- [YOUR ASSIGNMENT]
Needed from the entries below: every line that holds the word "rough".

DATA EXTRACT Block Start

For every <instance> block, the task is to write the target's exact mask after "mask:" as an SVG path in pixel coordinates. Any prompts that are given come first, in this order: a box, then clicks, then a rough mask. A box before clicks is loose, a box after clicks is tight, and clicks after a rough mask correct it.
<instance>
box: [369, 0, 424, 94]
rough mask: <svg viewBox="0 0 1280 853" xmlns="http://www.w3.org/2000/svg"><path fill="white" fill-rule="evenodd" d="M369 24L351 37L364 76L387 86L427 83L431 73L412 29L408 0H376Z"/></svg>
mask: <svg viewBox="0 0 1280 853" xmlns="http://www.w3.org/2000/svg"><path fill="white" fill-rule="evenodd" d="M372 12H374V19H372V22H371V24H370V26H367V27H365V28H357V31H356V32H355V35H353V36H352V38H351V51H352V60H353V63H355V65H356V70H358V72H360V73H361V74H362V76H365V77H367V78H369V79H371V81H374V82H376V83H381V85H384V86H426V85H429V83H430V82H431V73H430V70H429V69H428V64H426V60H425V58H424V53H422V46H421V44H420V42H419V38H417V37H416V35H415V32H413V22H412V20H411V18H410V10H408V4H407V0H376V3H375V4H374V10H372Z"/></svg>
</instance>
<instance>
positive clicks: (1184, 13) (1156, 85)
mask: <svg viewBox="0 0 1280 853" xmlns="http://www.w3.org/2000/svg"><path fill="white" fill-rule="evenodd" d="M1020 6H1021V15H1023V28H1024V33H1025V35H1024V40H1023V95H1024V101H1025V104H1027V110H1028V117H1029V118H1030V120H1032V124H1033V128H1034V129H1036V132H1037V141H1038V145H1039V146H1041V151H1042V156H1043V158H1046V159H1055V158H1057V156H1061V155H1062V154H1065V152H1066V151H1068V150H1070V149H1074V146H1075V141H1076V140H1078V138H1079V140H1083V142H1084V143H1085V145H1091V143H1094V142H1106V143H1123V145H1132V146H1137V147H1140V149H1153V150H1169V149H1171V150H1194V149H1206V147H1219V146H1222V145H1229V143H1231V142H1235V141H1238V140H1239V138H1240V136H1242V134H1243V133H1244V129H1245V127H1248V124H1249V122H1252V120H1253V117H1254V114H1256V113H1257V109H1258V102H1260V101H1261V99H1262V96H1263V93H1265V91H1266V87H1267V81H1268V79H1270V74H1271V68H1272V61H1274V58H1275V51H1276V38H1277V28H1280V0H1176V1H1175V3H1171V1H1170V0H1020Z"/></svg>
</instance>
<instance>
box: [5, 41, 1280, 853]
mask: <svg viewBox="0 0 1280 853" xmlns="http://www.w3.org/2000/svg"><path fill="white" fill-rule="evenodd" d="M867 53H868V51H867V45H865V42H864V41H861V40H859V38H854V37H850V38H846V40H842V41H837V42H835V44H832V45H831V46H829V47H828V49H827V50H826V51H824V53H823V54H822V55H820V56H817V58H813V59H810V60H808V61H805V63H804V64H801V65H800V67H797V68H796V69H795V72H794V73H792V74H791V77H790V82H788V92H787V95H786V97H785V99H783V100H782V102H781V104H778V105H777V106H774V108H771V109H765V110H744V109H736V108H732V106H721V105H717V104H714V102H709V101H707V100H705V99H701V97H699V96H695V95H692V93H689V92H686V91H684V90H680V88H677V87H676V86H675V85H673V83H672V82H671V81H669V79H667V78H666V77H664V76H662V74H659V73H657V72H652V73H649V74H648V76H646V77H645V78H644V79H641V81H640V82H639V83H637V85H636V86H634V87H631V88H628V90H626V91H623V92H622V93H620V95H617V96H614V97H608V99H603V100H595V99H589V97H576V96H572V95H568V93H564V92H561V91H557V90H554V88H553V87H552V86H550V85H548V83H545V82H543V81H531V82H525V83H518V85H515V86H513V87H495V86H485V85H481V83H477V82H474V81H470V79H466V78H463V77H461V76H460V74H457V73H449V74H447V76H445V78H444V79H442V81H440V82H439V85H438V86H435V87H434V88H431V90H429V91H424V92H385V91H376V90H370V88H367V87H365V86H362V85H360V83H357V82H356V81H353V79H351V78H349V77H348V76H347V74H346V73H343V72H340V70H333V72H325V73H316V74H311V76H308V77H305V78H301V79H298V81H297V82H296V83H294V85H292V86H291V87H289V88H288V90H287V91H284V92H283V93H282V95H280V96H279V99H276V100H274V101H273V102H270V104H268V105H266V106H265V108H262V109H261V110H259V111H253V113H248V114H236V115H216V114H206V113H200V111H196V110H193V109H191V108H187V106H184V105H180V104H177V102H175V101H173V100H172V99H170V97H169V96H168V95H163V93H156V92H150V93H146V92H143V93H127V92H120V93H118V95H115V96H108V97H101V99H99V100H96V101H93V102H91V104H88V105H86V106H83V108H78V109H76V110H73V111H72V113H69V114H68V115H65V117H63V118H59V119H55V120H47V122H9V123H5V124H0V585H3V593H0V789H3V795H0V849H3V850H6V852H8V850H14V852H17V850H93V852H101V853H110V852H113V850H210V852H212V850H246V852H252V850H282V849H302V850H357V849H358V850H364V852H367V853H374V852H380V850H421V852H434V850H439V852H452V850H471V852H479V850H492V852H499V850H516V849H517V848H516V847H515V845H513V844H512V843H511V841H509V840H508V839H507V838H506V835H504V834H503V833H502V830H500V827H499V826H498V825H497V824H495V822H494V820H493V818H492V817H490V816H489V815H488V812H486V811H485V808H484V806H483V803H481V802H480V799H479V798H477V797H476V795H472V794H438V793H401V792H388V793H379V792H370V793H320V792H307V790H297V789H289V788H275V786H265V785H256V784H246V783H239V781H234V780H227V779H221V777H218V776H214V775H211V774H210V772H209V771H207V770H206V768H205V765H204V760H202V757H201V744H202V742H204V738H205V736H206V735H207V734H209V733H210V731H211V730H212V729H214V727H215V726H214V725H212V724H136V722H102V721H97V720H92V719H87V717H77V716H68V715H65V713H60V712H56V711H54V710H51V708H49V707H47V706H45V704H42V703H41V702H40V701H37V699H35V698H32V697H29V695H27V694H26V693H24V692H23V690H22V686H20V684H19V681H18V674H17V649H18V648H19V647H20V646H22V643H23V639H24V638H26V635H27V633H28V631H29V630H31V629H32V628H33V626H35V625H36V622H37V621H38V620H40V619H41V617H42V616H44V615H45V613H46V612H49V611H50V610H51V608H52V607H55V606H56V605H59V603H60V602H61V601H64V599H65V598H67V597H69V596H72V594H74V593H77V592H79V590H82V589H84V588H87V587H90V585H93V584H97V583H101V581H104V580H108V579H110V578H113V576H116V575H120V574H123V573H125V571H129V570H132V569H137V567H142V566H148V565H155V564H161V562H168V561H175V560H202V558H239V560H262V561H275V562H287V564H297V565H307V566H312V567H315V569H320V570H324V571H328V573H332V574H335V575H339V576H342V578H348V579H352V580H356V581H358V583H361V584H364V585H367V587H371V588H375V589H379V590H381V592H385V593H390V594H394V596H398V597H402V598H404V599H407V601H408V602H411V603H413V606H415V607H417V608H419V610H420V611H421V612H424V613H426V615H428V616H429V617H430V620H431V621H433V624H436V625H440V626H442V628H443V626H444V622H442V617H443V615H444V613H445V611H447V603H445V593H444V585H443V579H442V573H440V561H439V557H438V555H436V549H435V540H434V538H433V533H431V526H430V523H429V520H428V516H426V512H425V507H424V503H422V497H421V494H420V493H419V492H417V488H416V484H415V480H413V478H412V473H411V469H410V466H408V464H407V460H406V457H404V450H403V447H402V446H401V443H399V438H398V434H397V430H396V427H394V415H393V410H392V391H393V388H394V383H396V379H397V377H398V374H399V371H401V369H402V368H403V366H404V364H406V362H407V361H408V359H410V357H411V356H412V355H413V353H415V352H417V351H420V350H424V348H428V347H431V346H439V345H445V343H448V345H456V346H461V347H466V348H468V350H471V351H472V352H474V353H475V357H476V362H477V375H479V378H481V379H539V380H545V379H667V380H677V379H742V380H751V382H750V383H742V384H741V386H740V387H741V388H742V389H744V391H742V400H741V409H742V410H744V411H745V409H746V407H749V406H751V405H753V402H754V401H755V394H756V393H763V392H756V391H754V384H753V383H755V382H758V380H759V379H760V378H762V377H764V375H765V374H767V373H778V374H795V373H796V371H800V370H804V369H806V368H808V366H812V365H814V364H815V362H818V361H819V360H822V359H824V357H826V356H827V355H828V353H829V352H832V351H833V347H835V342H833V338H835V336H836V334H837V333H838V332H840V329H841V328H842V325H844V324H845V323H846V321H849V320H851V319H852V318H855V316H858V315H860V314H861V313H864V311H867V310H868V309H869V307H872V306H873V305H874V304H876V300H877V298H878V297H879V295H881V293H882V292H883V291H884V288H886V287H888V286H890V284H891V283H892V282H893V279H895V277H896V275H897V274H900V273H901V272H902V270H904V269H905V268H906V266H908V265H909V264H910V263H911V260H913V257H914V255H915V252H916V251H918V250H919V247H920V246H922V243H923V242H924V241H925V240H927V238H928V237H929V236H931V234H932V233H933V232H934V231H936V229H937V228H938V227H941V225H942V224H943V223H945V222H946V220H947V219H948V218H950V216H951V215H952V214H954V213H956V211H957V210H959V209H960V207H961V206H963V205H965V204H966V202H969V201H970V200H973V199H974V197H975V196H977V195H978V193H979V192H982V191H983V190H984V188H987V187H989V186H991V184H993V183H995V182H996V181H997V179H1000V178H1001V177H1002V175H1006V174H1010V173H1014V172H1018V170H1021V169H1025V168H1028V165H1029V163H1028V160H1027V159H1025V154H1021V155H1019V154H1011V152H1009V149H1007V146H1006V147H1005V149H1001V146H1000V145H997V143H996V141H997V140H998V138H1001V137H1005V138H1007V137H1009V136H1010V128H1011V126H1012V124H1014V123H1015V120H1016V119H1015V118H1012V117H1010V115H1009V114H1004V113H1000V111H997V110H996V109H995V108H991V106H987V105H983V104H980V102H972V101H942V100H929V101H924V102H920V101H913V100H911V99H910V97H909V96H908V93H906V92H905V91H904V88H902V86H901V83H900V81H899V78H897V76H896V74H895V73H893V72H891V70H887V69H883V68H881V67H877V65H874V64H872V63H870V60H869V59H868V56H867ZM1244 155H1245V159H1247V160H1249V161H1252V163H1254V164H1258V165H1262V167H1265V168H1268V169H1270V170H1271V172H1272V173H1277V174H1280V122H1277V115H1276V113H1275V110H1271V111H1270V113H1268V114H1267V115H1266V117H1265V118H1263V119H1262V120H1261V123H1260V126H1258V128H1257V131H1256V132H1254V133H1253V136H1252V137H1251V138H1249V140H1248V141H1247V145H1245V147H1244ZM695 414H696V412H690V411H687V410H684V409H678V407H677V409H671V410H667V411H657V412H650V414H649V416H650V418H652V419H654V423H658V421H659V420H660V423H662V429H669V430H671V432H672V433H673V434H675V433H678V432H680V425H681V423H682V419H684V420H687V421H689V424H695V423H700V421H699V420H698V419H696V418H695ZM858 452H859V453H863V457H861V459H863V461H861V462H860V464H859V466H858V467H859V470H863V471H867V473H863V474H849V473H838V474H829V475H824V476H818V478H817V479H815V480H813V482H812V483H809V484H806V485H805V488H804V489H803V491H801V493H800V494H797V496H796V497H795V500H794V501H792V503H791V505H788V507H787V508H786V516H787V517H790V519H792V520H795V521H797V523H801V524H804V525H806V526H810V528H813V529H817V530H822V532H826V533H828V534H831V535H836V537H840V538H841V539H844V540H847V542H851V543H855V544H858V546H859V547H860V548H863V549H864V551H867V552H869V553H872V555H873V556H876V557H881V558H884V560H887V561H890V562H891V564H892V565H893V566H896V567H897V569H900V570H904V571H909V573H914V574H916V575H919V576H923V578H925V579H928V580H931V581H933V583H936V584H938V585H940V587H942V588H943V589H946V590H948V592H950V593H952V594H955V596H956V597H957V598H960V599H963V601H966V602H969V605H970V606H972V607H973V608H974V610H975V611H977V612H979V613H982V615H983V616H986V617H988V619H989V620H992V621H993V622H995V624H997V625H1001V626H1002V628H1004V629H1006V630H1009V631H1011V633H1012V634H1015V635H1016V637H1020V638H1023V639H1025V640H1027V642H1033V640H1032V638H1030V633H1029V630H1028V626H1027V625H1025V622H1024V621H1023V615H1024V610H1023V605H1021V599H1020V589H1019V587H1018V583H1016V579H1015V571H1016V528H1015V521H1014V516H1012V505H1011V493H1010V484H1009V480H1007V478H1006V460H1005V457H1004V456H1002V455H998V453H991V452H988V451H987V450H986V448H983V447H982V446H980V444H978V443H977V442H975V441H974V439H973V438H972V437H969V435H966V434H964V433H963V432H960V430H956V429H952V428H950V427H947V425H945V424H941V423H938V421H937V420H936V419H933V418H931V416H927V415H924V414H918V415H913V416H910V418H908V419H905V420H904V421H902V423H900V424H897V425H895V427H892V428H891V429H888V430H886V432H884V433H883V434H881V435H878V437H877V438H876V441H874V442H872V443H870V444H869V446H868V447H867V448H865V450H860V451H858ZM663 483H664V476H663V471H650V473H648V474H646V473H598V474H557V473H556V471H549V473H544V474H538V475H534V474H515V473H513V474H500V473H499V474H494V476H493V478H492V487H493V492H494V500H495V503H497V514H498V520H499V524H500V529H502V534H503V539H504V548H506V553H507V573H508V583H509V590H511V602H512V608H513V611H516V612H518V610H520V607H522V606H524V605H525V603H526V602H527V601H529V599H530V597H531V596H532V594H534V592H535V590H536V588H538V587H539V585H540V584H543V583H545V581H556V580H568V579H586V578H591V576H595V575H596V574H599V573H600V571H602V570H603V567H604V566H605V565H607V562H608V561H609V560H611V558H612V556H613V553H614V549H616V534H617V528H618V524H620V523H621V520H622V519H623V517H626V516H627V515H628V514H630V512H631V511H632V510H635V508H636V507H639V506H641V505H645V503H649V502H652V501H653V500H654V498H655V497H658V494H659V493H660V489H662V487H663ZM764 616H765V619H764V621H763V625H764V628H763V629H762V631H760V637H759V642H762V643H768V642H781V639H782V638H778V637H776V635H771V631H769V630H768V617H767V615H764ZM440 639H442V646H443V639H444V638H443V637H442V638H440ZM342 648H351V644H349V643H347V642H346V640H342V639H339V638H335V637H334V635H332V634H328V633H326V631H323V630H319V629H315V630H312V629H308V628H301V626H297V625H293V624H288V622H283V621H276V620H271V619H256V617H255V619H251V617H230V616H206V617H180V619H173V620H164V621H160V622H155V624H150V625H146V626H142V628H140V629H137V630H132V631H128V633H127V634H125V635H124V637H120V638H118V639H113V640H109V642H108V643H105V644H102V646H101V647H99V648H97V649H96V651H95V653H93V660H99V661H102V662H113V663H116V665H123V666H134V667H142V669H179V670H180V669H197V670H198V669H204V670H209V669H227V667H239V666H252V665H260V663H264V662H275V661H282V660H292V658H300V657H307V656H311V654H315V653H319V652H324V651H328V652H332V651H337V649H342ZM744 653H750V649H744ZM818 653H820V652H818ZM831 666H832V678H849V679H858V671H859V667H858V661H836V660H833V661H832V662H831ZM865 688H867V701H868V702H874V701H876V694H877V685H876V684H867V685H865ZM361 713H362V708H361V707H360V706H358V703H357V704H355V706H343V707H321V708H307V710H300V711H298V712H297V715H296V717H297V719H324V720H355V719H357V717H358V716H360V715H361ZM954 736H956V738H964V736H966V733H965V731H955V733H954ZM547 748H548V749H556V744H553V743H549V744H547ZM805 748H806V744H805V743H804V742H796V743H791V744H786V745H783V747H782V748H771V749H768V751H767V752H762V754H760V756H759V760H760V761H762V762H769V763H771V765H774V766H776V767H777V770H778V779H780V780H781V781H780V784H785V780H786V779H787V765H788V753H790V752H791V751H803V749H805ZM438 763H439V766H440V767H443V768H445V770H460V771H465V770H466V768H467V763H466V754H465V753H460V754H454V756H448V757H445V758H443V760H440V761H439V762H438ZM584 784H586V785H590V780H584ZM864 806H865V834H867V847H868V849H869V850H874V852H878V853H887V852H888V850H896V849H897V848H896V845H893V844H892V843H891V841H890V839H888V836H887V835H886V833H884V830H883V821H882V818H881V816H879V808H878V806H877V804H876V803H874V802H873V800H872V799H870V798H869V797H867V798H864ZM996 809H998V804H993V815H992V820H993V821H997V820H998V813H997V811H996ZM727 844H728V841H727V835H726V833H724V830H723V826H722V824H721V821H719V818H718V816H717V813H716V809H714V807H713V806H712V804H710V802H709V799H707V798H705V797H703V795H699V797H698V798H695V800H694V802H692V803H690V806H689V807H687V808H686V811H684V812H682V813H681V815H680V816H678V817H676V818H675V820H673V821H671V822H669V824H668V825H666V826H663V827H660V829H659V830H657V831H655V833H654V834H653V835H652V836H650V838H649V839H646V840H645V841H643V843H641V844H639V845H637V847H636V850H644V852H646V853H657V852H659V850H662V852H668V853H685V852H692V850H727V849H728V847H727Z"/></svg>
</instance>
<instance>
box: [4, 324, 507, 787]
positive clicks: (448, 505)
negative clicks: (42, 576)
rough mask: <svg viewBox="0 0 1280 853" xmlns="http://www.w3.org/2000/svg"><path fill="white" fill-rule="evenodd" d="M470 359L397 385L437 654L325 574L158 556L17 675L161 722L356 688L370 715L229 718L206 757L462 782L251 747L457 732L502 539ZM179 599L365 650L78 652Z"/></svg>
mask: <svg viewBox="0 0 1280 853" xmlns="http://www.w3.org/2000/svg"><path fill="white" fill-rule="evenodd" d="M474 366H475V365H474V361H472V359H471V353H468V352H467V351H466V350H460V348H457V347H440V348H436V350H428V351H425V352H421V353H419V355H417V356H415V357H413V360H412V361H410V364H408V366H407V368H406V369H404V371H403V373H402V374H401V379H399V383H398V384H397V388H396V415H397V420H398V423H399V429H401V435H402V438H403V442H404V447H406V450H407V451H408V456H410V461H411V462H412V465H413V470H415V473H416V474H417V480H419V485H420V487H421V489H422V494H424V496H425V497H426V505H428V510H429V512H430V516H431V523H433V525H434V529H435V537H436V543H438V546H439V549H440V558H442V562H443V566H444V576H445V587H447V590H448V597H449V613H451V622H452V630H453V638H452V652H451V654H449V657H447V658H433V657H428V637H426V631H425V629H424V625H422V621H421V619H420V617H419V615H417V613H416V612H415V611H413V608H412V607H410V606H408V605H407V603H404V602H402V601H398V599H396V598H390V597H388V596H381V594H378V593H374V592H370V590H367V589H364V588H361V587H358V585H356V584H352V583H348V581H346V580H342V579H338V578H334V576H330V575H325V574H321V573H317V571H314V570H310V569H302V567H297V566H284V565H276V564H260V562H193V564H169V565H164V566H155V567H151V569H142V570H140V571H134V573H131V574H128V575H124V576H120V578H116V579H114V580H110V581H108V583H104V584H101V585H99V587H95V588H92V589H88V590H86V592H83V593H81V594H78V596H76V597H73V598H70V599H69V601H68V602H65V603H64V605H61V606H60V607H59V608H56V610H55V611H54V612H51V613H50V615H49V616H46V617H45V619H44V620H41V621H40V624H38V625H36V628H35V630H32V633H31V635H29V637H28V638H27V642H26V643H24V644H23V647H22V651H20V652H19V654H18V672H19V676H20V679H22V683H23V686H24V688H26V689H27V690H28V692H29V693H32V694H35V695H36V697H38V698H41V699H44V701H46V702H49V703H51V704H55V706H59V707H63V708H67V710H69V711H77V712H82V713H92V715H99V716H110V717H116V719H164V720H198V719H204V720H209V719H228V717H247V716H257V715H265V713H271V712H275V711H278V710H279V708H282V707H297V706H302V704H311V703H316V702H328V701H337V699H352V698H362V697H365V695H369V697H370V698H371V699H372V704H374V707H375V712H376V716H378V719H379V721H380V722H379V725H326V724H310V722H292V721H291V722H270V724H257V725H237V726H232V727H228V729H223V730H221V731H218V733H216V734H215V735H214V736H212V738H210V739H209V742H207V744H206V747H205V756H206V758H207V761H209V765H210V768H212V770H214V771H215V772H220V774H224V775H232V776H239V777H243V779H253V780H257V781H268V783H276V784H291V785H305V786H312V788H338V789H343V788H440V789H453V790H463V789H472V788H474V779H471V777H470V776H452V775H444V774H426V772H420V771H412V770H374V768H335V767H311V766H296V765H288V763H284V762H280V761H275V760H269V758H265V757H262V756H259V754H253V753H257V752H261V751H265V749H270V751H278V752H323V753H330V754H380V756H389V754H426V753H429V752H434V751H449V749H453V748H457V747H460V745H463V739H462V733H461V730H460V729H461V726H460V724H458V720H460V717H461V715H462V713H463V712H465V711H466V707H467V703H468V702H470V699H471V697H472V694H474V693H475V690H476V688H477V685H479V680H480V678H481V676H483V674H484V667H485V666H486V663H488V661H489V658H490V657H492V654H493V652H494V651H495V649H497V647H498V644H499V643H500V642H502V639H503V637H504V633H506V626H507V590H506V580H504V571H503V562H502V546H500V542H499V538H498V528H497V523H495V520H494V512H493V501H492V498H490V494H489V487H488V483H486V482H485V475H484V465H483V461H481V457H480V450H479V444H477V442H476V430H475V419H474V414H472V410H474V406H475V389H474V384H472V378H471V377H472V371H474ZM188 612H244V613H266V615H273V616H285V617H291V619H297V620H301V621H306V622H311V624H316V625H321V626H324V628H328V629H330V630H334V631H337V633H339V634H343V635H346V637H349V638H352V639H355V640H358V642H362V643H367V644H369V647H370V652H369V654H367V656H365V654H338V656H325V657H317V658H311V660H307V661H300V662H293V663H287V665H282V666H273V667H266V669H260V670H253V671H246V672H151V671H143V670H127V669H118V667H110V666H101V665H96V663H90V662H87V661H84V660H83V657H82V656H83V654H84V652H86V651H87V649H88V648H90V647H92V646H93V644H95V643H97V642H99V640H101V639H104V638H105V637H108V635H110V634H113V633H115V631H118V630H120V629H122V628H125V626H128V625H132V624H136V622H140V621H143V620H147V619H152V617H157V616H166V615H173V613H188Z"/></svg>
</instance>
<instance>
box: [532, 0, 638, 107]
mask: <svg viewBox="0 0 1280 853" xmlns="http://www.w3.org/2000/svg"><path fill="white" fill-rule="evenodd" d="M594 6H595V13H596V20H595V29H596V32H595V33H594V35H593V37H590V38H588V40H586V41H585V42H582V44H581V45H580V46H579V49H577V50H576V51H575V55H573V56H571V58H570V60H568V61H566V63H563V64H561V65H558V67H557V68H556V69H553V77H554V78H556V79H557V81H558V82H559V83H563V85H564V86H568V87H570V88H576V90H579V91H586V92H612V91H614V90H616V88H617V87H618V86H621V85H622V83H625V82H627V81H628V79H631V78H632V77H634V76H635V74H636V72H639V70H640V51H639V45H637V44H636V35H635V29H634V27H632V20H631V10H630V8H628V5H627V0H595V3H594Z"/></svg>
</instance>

DATA EXTRACT Block End

- [REPLY TO THE TASK]
For every <instance> block, the task is to write the target's exact mask after "mask:" as an SVG path in pixel coordinates. Any prompts that are given come first, in this order: a box, then clicks, then a rough mask. A box before clicks is loose, a box after clicks is tight, and clicks after a rough mask correct it.
rough mask: <svg viewBox="0 0 1280 853" xmlns="http://www.w3.org/2000/svg"><path fill="white" fill-rule="evenodd" d="M369 24L351 37L364 76L387 86L427 83L431 73L412 29L408 0H376Z"/></svg>
rough mask: <svg viewBox="0 0 1280 853" xmlns="http://www.w3.org/2000/svg"><path fill="white" fill-rule="evenodd" d="M470 359L397 385L437 654L325 574L158 556L17 675L161 722L356 688L370 715L229 718L206 757L462 782L251 747L457 732L502 539ZM179 599L365 650L78 652Z"/></svg>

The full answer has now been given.